REQUIREMENT: Arrange all of the data below as a numbered list, one line per number, and omit any blank lines.

RECORD SET:
════════════════════

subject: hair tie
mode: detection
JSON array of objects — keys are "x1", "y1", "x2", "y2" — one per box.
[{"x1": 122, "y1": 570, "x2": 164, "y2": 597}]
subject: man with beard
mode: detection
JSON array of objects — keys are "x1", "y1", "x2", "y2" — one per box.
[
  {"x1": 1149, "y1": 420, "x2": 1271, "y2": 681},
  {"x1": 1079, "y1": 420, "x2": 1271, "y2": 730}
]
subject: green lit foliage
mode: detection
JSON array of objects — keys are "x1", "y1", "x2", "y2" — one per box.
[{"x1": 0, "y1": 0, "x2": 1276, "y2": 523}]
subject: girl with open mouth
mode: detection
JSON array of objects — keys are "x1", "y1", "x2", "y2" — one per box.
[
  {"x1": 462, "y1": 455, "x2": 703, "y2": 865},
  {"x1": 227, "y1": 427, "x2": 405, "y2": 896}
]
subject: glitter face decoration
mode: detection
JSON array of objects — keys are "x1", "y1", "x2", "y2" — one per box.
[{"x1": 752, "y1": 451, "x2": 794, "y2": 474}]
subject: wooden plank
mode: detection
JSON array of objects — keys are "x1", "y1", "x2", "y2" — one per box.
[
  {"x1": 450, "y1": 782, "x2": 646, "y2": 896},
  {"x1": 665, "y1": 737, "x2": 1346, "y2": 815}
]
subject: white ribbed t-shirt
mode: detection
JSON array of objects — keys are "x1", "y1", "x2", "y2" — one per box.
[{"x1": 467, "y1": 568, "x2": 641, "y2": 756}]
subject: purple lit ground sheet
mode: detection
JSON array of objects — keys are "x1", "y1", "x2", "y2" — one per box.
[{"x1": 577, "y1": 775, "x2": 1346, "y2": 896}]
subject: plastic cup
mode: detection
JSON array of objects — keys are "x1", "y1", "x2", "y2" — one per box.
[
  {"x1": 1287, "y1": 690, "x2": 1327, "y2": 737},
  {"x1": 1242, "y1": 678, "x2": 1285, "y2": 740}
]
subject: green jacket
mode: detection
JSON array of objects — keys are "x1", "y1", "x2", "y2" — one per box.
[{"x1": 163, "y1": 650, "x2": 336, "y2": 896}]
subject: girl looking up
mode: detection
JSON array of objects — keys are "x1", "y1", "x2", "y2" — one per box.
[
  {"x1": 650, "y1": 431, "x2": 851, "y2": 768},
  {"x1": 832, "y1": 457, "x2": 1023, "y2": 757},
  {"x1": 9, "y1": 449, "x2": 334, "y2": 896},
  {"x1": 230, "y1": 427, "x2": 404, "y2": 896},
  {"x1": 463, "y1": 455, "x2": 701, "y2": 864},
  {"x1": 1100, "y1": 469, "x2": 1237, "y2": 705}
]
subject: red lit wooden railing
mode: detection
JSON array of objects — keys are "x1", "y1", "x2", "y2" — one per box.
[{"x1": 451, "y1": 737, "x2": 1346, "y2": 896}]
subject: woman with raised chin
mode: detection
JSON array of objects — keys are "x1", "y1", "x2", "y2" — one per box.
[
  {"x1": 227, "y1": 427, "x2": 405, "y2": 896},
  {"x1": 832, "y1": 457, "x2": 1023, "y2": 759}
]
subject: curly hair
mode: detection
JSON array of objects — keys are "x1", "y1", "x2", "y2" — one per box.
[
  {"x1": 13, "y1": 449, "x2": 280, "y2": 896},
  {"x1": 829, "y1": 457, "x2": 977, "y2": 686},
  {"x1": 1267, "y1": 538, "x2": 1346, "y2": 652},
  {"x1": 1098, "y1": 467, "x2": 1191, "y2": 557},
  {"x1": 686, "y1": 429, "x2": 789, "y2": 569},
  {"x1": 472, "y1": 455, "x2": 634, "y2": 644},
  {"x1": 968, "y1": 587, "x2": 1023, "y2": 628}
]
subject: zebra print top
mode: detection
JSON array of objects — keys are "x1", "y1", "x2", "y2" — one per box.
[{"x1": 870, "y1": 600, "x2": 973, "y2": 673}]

════════════════════

EXERCISE OUTPUT:
1. subject: hair tie
2. mode: detection
3. JSON array of objects — keys are "x1", "y1", "x2", "y2" — one per box.
4. [{"x1": 122, "y1": 570, "x2": 164, "y2": 597}]
5. subject: man with beard
6. mode: detection
7. JSON array of objects — keys are "x1", "y1", "x2", "y2" — one per box.
8. [
9.   {"x1": 1149, "y1": 420, "x2": 1271, "y2": 681},
10.   {"x1": 1079, "y1": 420, "x2": 1271, "y2": 730}
11. ]
12. subject: green lit foliage
13. mode: detection
14. JSON array of objects — keys are "x1", "y1", "x2", "y2" — one per box.
15. [{"x1": 0, "y1": 0, "x2": 1276, "y2": 523}]
16. subject: girl with open mouth
17. mode: detection
18. JSON array of objects — keys are "x1", "y1", "x2", "y2" — one per box.
19. [
20.   {"x1": 462, "y1": 455, "x2": 703, "y2": 865},
21.   {"x1": 227, "y1": 427, "x2": 405, "y2": 896}
22. ]
23. subject: glitter face decoration
24. mode: detection
25. JSON array of objects — keys are "x1", "y1", "x2", "y2" — one per box.
26. [{"x1": 752, "y1": 451, "x2": 794, "y2": 474}]
27. subject: wooden plank
28. mode: detection
29. JSON array of objects — keys are "x1", "y1", "x2", "y2" — one per box.
30. [
31.   {"x1": 450, "y1": 782, "x2": 646, "y2": 896},
32.   {"x1": 665, "y1": 737, "x2": 1346, "y2": 815}
33. ]
34. subject: white ribbed t-shirt
35. mode: detection
36. JSON array of objects — keys are "x1", "y1", "x2", "y2" — one per box.
37. [{"x1": 467, "y1": 568, "x2": 641, "y2": 756}]
38. subject: purple lit ground sheet
39. mode: detection
40. JSON array of objects — keys are "x1", "y1", "x2", "y2" — one per box.
41. [{"x1": 577, "y1": 775, "x2": 1346, "y2": 896}]
42. subject: plastic cup
43. mode: detection
44. JSON array of objects — keys are "x1", "y1", "x2", "y2" — one per box.
45. [
46.   {"x1": 1287, "y1": 690, "x2": 1327, "y2": 737},
47.   {"x1": 1242, "y1": 678, "x2": 1285, "y2": 740}
48. ]
49. subject: green jacket
50. mode: detection
51. JSON array of objects — keys are "x1", "y1", "x2", "y2" — one per box.
52. [{"x1": 163, "y1": 650, "x2": 336, "y2": 896}]
53. subject: girl looking up
54. mode: detection
55. JSON array of objects — keys are "x1", "y1", "x2", "y2" — one per box.
56. [
57.   {"x1": 650, "y1": 431, "x2": 851, "y2": 768},
58.   {"x1": 832, "y1": 457, "x2": 1023, "y2": 757},
59.   {"x1": 9, "y1": 449, "x2": 334, "y2": 896},
60.   {"x1": 230, "y1": 427, "x2": 404, "y2": 896},
61.   {"x1": 463, "y1": 455, "x2": 701, "y2": 864},
62.   {"x1": 1100, "y1": 469, "x2": 1237, "y2": 705}
63. ]
64. subject: red lit wooden railing
65. mode: detection
66. JSON array of objects — keys are "x1", "y1", "x2", "y2" — one per box.
67. [{"x1": 451, "y1": 737, "x2": 1346, "y2": 896}]
68. subject: woman with raised chin
69. mode: detection
70. JSON array of objects — keys are "x1", "y1", "x2", "y2" — one per box.
71. [
72.   {"x1": 227, "y1": 427, "x2": 405, "y2": 896},
73.   {"x1": 832, "y1": 457, "x2": 1023, "y2": 759}
74. ]
75. subject: curly hair
76. mode: detection
77. JSON array of objects — keys are "x1", "y1", "x2", "y2" — one per box.
78. [
79.   {"x1": 13, "y1": 449, "x2": 280, "y2": 896},
80.   {"x1": 829, "y1": 457, "x2": 977, "y2": 686},
81.   {"x1": 1267, "y1": 538, "x2": 1346, "y2": 652},
82.   {"x1": 1098, "y1": 467, "x2": 1191, "y2": 557},
83.   {"x1": 686, "y1": 429, "x2": 789, "y2": 569},
84.   {"x1": 472, "y1": 455, "x2": 634, "y2": 644},
85.   {"x1": 968, "y1": 587, "x2": 1023, "y2": 628}
86. ]
87. subject: zebra print top
88. mode: detection
89. JSON array of objects — keys are "x1", "y1", "x2", "y2" — one per box.
90. [{"x1": 870, "y1": 600, "x2": 973, "y2": 673}]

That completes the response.